Location identification items
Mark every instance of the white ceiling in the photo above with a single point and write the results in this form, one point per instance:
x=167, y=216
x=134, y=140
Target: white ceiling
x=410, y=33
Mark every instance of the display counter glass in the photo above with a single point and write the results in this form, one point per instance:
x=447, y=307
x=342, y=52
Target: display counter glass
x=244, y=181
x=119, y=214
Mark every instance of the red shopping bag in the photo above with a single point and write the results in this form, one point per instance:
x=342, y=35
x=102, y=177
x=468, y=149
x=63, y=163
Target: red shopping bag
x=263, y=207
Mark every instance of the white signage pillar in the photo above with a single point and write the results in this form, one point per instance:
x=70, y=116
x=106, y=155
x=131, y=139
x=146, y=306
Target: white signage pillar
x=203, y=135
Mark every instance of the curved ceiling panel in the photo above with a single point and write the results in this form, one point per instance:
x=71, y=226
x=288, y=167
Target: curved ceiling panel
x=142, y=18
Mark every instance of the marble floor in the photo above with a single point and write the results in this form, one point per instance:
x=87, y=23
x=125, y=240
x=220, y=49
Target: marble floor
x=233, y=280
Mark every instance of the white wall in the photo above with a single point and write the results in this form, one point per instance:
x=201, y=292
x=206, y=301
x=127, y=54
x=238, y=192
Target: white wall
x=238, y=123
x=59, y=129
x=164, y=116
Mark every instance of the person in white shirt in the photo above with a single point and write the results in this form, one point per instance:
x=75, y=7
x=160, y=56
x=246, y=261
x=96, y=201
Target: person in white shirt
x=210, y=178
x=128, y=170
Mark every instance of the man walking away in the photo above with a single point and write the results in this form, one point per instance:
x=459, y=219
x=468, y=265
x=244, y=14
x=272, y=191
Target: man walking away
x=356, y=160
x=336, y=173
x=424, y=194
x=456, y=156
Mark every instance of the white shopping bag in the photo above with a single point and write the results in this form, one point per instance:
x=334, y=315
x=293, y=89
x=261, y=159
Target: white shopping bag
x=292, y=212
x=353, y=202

• [Aim of the exercise] Reproduce the entries above verbatim, beginning with the first line and ending with the line that contains "x=410, y=33", with both ends included.

• [Full answer]
Mark every instance of the white ceiling in the photo above with a single point and write the results in this form, one point per instance:
x=167, y=216
x=134, y=140
Target: white ceiling
x=410, y=33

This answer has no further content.